Exercise instructions: Retype the data below word for word, keeping every line and its order unchanged.

(Point annotation dataset records)
/---

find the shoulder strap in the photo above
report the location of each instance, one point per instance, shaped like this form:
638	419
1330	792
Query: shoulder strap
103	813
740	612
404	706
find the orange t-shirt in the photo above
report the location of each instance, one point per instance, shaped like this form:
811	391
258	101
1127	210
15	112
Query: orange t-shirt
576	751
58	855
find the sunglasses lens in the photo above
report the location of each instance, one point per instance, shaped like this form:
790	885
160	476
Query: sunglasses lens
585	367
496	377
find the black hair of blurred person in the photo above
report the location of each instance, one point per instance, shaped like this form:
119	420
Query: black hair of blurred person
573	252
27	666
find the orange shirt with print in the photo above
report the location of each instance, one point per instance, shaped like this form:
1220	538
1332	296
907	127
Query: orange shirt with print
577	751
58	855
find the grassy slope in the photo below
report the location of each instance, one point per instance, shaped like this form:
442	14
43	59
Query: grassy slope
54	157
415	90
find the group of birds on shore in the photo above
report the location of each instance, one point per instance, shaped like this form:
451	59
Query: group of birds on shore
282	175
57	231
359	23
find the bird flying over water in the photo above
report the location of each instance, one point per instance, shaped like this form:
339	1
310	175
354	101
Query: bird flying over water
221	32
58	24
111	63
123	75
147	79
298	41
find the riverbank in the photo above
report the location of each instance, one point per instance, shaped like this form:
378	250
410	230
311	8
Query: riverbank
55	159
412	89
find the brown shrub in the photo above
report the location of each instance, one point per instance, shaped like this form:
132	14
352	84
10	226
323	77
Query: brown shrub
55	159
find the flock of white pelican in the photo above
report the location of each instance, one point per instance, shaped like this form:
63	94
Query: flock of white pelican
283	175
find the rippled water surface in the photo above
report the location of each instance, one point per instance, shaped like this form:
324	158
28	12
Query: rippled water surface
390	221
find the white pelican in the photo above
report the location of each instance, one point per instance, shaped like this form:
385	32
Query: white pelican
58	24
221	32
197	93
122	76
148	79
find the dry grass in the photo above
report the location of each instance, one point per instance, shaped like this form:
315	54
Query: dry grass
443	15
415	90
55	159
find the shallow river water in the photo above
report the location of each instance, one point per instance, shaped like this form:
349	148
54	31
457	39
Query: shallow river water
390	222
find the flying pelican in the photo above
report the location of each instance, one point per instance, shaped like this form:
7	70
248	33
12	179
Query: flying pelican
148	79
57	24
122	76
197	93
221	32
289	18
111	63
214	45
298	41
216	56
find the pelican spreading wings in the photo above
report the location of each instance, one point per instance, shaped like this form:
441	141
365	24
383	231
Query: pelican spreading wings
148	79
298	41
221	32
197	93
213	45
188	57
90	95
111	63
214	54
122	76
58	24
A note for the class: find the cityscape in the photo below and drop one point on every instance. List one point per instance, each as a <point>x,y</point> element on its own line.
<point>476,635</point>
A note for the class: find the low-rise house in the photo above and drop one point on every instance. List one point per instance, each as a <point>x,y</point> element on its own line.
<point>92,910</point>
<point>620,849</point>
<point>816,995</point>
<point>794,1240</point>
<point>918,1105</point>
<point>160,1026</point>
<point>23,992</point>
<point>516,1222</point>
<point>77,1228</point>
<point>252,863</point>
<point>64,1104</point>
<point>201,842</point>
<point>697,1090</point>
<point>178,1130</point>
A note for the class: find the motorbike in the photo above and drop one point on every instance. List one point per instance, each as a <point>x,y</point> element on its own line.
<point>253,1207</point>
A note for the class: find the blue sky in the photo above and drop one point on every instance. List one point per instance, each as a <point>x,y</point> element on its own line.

\---

Exercise answer:
find the shoulder strap in the photo above
report the location of each instance, one point per instance, shaped like this form:
638	419
1330	792
Query: shoulder strap
103	813
740	612
404	706
find the orange t-shirt in the photo above
report the location of each instance, one point per instance, shaped like this form:
811	391
258	101
1127	210
15	112
Query: orange t-shirt
576	751
58	855
find the sunglasses lens in the photo above
report the location of each instance, one point per instance, shaped like this form:
790	885
160	476
Query: sunglasses lens
585	367
496	377
find the black hair of blurred person in the photo above
report the location of each instance, one point per instance, shaped like this form:
119	420
Query: black hair of blurred person
573	252
27	666
find the orange shirt with print in the photo above
report the location of each instance, one point per instance, shaped like this form:
1220	538
1332	296
907	127
Query: orange shirt with print
577	751
58	855
find the grassy slope in the photo below
report the location of each instance, one point per instance, shaped like this form:
442	14
43	59
Query: grassy slope
54	157
415	90
find the group of birds on shore in the photo above
report the location of each instance, one point per instance, shaped like this form:
451	59
Query: group of birds on shore
282	175
57	231
359	23
find the bird flying over water in the photo above
report the location of each instance, one point per instance, shaped like this form:
339	1
310	175
354	101
Query: bird flying over water
221	32
58	24
111	63
123	75
147	79
298	41
find the riverbank in the photo above
report the location of each instance, one point per instance, shaped like this form:
378	250
410	230
311	8
Query: riverbank
55	159
412	89
find the brown shrub in the photo above
report the location of each instance, one point per instance, shaped like this form:
132	14
352	84
10	226
323	77
Query: brown shrub
55	159
find the flock of white pelican in the photo above
report the location of each instance, one point per instance, shaped like this form:
63	94
Query: flock of white pelican
283	175
find the rippled water surface in the photo above
report the location of each instance, one point per instance, shaped like this form:
324	158
28	12
Query: rippled water surface
390	221
find the white pelican in the photo above
report the location of each instance, one point per instance, shaped like this form:
385	32
Query: white pelican
58	24
221	32
197	93
122	76
148	79
find the dry grass in the photo above
report the location of each instance, one point per instance, shaped like this form:
315	54
Query: dry grass
443	15
415	90
55	159
find the shallow river water in the photo above
report the location of each instance, one point per instance, shaped like this form:
349	148
54	31
457	39
Query: shallow river water
390	222
find the flying pelican in the photo above
report the location of each instance, one point per instance, shaped like this form:
7	70
248	33
12	179
Query: flying pelican
148	79
57	24
122	76
197	93
221	32
289	18
111	63
214	45
298	41
216	56
find the pelican spreading wings in the photo above
report the location of each instance, one point per instance, shaped like this form:
441	141
365	24
383	231
Query: pelican spreading wings
148	79
298	41
221	32
197	93
213	45
188	57
90	95
111	63
214	54
122	76
58	24
A note for the class: find the cityscape in the photo below and drop one point on every instance. List one point per instance, each as a <point>x,y</point> element on its own line.
<point>476,635</point>
A note for the class: find the low-rise house in the photo above and drop one point on every instance. List one point per instance, each as a <point>x,y</point> element on its own line.
<point>92,910</point>
<point>620,849</point>
<point>816,995</point>
<point>794,1240</point>
<point>918,1105</point>
<point>160,1026</point>
<point>23,992</point>
<point>516,1222</point>
<point>77,1228</point>
<point>252,863</point>
<point>64,1104</point>
<point>201,842</point>
<point>697,1090</point>
<point>178,1130</point>
A note for the class: find the motorbike in the photo above and drop one point on every instance. List one point per instance, each as a <point>x,y</point> element on its own line.
<point>253,1207</point>
A note for the class: find the blue sky in the photo above and drop one point on every instance. List one point per instance, each as a <point>x,y</point> element on its own line.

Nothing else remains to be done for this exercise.